Instruções das tarefas
**a)** Transcreva, do texto sobre o ciclo de debates, o trecho de "A sua representatividade" a "de cada pré-candidatura.".
**b)** Responda com base no texto sobre o ciclo de debates:
(i) Quem assina o texto?
(ii) Em que teatro começou o ciclo de debates?
(iii) Quais são os dois pré-candidatos a vereador cujo debate é mencionado no título?

Texto fornecido
────────

A sua representatividade está à serviço de quem? - Uma TRANSvisão sobre o debate dos pré-candidatos a vereador Luiza Coppieters e Thammy Miranda
Texto de Magô Tonhon
Os Jornalistas Livres, rede de jornalismo independente, iniciou em São Paulo, no Teatro Studio Heleny Guariba situado na Praça Roosevelt, um ciclo de debates com alguns pré-candidatos a vereador(a) que pretendem disputar uma vaga na Câmara Municipal da cidade. A proposta é contrapor pré-candidatos cuja agenda são distintas e a partir do debate conscientizar a população sobre a importância de se debruçar sobre os projetos, ideias e planos de cada pré-candidatura.

────────

Informações fornecidas

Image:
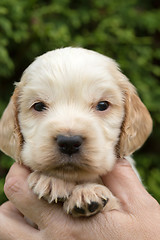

────────

Respostas das tarefas
**a)**
A sua representatividade está à serviço de quem? - Uma TRANSvisão sobre o debate dos pré-candidatos a vereador Luiza Coppieters e Thammy Miranda
Texto de Magô Tonhon
Os Jornalistas Livres, rede de jornalismo independente, iniciou em São Paulo, no Teatro Studio Heleny Guariba situado na Praça Roosevelt, um ciclo de debates com alguns pré-candidatos a vereador(a) que pretendem disputar uma vaga na Câmara Municipal da cidade. A proposta é contrapor pré-candidatos cuja agenda são distintas e a partir do debate conscientizar a população sobre a importância de se debruçar sobre os projetos, ideias e planos de cada pré-candidatura.

**b)**
(i) Magô Tonhon.
(ii) No Teatro Studio Heleny Guariba, na Praça Roosevelt, em São Paulo.
(iii) Luiza Coppieters e Thammy Miranda.